* Provided text:
Principles of Ecology, Two Frameworks
Following are two different frameworks for analyzing the fundamental principles of ecological systems.
Six Principles of Ecology
By Peter Donaldson
These six principles are at play in every ecosystem in the world. What’s an ecosystem? A system formed by the interaction of a community of organisms and their environment. Ecosystems are nested at many scales from a small pond to the entire planet. The human species, just like any other species, is entirely interdependent with the ecosystems in which we live. The difference is, we know it.
Speciation
Living organisms develop in populations of unique individuals that are capable of reproducing viable offspring.
Diversity
Individual species have evolved unique differences from one another. This is nature’s way of developing and testing new and more successful forms of life. Without diversity in an ecosystem there is less opportunity for invention, less flexibility to adapt to changes in the environment. Diversity strengthens the entire system.
Habitat
Individual species have adapted to the conditions of unique niches, territories, watersheds, and climates. A habitat is shaped by soil, water and air, and by the living organisms themselves. An ecosystem is host to a great diversity of species uniquely adapted to overlapping and interdependent habitats.
Adaptation
Individual species change or adapt physical features and behaviors to better survive changing conditions in their habitat. Features and behaviors that are successful allow a particular organism to survive and reproduce. Features and behaviors that are not successful means that the organism will not live to reproduce and so will not pass on its genetic information, a failed experiment. Just as changes in habitat force adaptations in individual species, these same adaptations in species will create new changes in habitat, so little by little the whole system is evolving interdependently.

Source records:
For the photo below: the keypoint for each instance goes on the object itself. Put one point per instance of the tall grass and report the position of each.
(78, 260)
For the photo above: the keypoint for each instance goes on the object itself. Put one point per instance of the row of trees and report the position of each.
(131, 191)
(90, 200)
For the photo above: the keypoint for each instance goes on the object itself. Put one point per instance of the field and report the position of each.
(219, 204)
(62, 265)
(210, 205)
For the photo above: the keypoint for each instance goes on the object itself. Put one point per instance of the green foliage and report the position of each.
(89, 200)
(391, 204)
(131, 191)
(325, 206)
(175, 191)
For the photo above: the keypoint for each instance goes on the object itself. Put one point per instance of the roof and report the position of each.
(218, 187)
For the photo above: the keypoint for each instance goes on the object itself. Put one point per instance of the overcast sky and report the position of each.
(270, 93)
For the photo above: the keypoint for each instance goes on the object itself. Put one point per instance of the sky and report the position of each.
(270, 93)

* Check your understanding:
A. Duplicate the passage in the ecology text from "Six Principles of" to "the entire system.".
B. List every principle that appears as a section heading in the ecology text.

* Task answers:
A.
Six Principles of Ecology
By Peter Donaldson
These six principles are at play in every ecosystem in the world. What’s an ecosystem? A system formed by the interaction of a community of organisms and their environment. Ecosystems are nested at many scales from a small pond to the entire planet. The human species, just like any other species, is entirely interdependent with the ecosystems in which we live. The difference is, we know it.
Speciation
Living organisms develop in populations of unique individuals that are capable of reproducing viable offspring.
Diversity
Individual species have evolved unique differences from one another. This is nature’s way of developing and testing new and more successful forms of life. Without diversity in an ecosystem there is less opportunity for invention, less flexibility to adapt to changes in the environment. Diversity strengthens the entire system.

B.
Speciation
Diversity
Habitat
Adaptation